** Your assignment **
What you return should match every record exactly, with the images removed.

** Record excerpts **
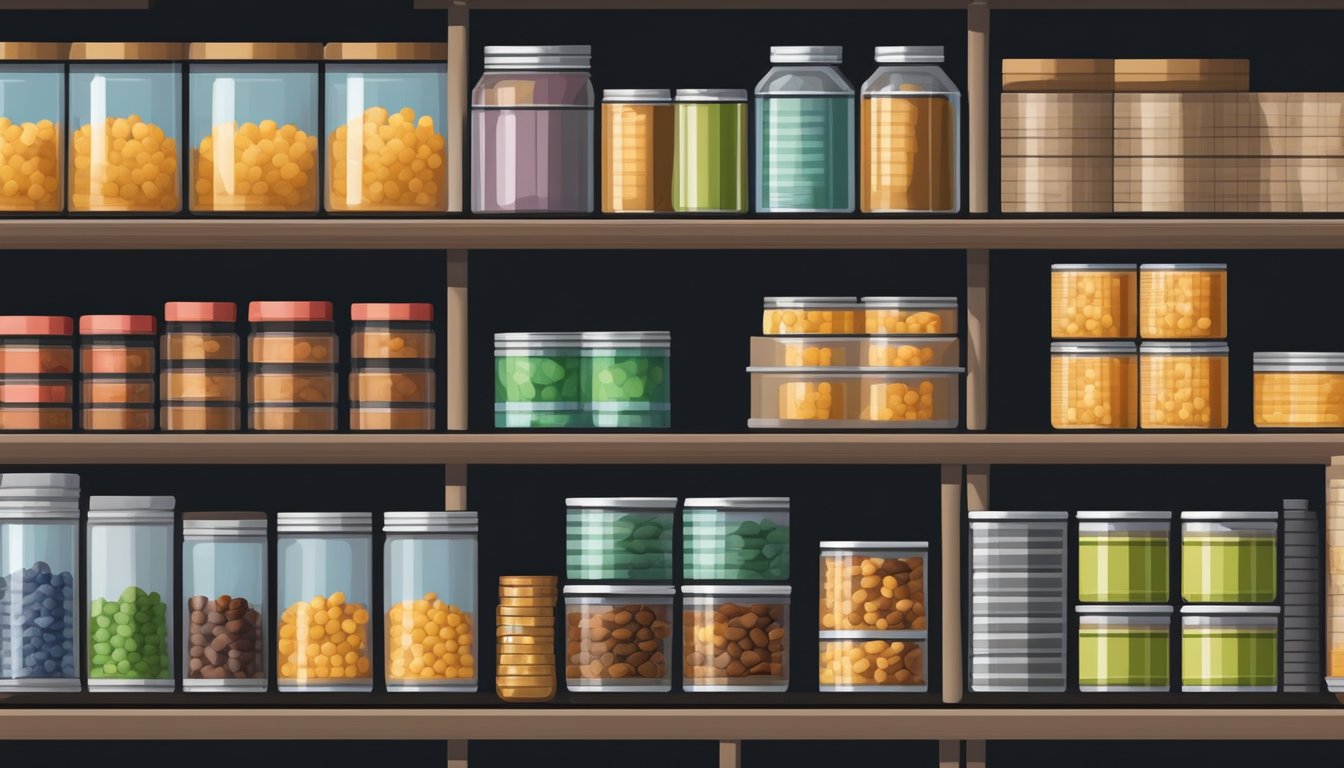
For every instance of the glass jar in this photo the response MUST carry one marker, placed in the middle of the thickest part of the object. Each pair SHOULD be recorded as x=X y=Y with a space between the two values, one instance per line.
x=325 y=588
x=910 y=135
x=1183 y=300
x=735 y=639
x=225 y=576
x=1093 y=300
x=117 y=371
x=32 y=100
x=125 y=110
x=292 y=361
x=621 y=538
x=618 y=639
x=200 y=384
x=1124 y=556
x=391 y=385
x=131 y=585
x=1093 y=385
x=637 y=143
x=1183 y=385
x=1124 y=648
x=253 y=127
x=742 y=538
x=39 y=583
x=710 y=159
x=532 y=131
x=1230 y=648
x=429 y=593
x=804 y=136
x=1229 y=557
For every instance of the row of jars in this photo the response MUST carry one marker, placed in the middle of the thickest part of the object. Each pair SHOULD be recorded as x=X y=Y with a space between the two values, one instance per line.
x=195 y=379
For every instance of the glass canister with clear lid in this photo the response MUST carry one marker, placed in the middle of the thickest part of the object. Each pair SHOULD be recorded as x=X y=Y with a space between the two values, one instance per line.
x=910 y=135
x=225 y=577
x=532 y=131
x=325 y=596
x=131 y=587
x=32 y=116
x=253 y=127
x=804 y=132
x=125 y=114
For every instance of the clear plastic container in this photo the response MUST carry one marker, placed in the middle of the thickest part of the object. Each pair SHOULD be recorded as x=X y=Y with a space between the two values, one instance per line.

** Answer for the task **
For every instance of the glass jar in this photo the response MUST carry one marker, placed in the middle of the thickest part of the object. Each pair SHOULD be recorded as x=X y=Y with a space between the two values, one instance per line.
x=325 y=588
x=910 y=135
x=1183 y=300
x=735 y=639
x=225 y=576
x=1093 y=300
x=117 y=371
x=32 y=100
x=125 y=110
x=292 y=361
x=621 y=538
x=618 y=639
x=200 y=384
x=1124 y=556
x=391 y=385
x=131 y=585
x=1093 y=385
x=637 y=143
x=1183 y=385
x=1124 y=648
x=253 y=127
x=742 y=538
x=39 y=583
x=710 y=159
x=532 y=131
x=1230 y=648
x=429 y=593
x=804 y=136
x=1229 y=557
For every instance of the row of jars in this photo the response MUST carry one marker, placed in the middle of the thickest part of the object. Each pair SHOULD be recorded as x=X y=Y with a space between the two values, one instance per line.
x=195 y=379
For every instance of the glass canister with clear lid in this photo the response MUST carry one marker, placed in the middle of the thickest part of the object. Each pair SHOULD be recorded as x=X y=Y with a space between the two values, one instance per line.
x=910 y=135
x=225 y=577
x=532 y=131
x=325 y=596
x=131 y=587
x=32 y=116
x=253 y=127
x=804 y=132
x=125 y=114
For every instance of the clear plastic container in this photo the response MUST carry one marker, placed in the middle of the thickest part of the object. Each pair SHOULD be recorded as x=X y=Y with a space between the two values, one instance per line.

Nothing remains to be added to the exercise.